The new funding will be expand Klara’s messaging platform, which will connect medical teams and patients to centralize all patient-related communication. The goal is to, in the company's words, “build the central nervous system of healthcare, connecting all medical providers, patients and other medical professionals such as pharmacies, labs and specialists together on one platform.”

With Klara, all members of the medical team can send messages, lab results and photos to patients, who can respond, and everything is documented for export to the patient’s EHR. Clinical care teams can also assign patients to staff members, leave internal notes, and refer patients to colleagues. Information is displayed based on a level of importance and timing, so any member can join the conversation at a time that makes sense at the point of care.

“We see healthcare as a network, with doctors and patients being the most important nodes communicating with each other,” Simon Bolz, cofounder and CEO of Klara said in a statement. “If we want to digitize healthcare, we have to build something that both medical staff and patients love using everyday to communicate."

Bolz said time and miscommunication from phone tag and unclear information is the core of the problem Klara is seeking to improve. Since security concerns render email a non-viable alternative and fax is outdated, messaging is the only thing that makes sense.

“Messaging has turned out to be the perfect fabric to build this network, as it has already become the standard way to communicate in our personal and particular lives.” Bolz stated.

Klara, which was founded in 2013, currently has several hundred provider clients who communicate with thousands of patients. Users have reported that it improves communication and quality of care. For investors, they see health messaging as a key area of growth for the mobile health market, as industry reports point to high percentages of clinicians who belive apps are central to patient health.

“We noticed that patients were demanding more from their healthcare providers, and the providers, and the providers were in search of more operational efficiency. Finding one platform that solves those problems, as Klara does, is pretty unique,” said Lerer Hippeau Ventures partner Taylor Greene in a statement. “I was first exposed to the platform while making a doctor’s appointment and it was so easy to use and seamless that I had to find a way to track down the company and invest. That doesn’t happen to me often.”

§ §

What you will do =
Write out the passage about Klara's messaging platform word for word, between "With Klara, all" and "point of care.", inclusive. Draw only on the passage about Klara's messaging platform.

§ §

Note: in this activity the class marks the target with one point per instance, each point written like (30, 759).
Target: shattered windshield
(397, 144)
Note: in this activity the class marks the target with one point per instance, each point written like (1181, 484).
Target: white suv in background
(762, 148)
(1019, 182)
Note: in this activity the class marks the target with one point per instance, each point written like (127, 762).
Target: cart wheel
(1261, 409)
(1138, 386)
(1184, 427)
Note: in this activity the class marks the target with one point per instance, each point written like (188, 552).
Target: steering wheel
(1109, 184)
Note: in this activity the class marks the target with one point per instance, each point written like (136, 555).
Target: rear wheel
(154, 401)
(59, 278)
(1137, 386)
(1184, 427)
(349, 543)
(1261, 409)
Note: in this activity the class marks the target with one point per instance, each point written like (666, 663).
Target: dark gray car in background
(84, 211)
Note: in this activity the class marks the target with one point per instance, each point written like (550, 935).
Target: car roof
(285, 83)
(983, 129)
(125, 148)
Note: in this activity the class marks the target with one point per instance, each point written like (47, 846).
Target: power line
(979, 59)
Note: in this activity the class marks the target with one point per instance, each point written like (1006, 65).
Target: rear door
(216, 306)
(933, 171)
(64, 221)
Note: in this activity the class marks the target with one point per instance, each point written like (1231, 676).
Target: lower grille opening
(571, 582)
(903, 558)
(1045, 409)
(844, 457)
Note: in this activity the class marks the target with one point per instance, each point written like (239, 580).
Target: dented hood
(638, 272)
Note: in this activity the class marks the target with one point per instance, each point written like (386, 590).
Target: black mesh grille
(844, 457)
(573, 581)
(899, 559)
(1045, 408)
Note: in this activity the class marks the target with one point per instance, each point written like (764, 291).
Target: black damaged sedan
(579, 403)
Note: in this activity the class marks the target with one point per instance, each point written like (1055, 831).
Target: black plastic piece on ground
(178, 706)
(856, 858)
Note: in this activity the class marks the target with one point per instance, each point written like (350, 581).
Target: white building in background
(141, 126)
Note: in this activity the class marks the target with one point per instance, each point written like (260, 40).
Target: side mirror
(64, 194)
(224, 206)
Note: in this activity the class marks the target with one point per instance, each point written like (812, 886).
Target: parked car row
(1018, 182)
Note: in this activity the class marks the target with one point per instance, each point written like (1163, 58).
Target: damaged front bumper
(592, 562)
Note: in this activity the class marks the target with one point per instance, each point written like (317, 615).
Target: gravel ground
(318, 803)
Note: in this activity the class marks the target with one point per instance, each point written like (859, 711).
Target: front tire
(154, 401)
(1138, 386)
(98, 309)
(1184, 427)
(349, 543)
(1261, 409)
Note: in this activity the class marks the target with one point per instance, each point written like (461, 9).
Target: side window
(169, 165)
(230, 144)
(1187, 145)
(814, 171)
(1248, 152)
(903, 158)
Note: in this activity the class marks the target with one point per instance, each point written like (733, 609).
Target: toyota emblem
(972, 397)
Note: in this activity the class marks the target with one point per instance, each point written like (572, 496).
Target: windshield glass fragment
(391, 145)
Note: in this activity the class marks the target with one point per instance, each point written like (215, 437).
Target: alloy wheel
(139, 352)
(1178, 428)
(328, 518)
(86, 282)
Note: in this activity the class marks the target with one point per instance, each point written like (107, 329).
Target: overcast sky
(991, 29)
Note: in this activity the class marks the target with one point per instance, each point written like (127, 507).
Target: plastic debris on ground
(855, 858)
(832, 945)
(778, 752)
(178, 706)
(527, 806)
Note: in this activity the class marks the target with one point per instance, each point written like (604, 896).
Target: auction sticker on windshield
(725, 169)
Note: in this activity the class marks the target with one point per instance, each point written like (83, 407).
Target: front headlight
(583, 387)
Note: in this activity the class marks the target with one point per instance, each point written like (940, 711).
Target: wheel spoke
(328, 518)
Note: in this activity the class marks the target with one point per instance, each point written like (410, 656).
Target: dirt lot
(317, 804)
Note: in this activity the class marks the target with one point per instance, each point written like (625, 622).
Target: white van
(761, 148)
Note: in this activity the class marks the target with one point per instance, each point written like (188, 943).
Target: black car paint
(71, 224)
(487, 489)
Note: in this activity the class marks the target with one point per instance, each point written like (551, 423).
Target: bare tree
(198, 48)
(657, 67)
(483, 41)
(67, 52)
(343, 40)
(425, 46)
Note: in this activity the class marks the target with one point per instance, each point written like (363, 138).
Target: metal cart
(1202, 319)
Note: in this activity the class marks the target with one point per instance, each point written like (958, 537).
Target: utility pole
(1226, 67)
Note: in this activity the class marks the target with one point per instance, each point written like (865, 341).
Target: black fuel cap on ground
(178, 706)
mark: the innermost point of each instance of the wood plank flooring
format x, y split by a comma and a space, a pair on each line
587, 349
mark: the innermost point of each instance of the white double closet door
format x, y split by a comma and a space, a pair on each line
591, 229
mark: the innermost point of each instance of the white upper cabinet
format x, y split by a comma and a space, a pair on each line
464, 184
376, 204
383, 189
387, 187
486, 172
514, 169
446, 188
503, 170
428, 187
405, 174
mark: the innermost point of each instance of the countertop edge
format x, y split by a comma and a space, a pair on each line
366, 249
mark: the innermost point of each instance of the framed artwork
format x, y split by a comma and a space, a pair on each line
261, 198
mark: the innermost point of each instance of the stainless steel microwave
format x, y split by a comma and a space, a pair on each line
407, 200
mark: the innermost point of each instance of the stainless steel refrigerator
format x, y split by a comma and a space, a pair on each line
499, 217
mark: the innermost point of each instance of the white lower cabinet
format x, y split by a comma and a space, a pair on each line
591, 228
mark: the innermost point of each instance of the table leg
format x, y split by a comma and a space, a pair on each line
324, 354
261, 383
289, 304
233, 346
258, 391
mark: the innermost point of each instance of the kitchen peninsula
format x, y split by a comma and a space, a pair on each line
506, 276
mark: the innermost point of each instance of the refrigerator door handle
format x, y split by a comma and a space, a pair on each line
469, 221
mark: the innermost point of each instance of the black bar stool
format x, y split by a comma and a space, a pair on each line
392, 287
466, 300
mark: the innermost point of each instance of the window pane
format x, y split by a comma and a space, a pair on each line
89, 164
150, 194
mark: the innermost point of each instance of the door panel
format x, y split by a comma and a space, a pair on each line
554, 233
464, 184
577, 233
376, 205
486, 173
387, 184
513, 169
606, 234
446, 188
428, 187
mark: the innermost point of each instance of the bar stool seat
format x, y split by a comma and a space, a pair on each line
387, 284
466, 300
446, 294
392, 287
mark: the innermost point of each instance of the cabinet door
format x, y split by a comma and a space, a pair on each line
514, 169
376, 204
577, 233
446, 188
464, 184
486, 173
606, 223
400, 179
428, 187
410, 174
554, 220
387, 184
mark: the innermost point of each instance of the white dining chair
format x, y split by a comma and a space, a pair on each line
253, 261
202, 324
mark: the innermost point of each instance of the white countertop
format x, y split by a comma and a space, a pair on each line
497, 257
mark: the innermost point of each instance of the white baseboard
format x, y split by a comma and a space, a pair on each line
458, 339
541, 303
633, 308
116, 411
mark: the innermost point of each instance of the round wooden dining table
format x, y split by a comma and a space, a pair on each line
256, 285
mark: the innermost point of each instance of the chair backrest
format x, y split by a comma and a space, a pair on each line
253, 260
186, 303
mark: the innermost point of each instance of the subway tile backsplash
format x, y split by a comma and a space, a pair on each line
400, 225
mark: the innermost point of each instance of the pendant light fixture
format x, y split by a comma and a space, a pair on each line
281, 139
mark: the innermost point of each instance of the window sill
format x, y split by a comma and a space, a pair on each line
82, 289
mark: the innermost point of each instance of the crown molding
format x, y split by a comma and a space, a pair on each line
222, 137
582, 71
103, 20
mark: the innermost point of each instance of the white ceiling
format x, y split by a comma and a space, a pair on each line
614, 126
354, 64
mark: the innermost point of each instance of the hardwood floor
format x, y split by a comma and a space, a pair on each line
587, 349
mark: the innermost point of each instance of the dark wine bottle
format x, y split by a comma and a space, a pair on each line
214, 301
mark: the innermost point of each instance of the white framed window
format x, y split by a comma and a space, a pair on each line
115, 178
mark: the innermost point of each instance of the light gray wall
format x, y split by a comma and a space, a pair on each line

§ §

Answer to this exercise =
With Klara, all members of the medical team can send messages, lab results and photos to patients, who can respond, and everything is documented for export to the patient’s EHR. Clinical care teams can also assign patients to staff members, leave internal notes, and refer patients to colleagues. Information is displayed based on a level of importance and timing, so any member can join the conversation at a time that makes sense at the point of care.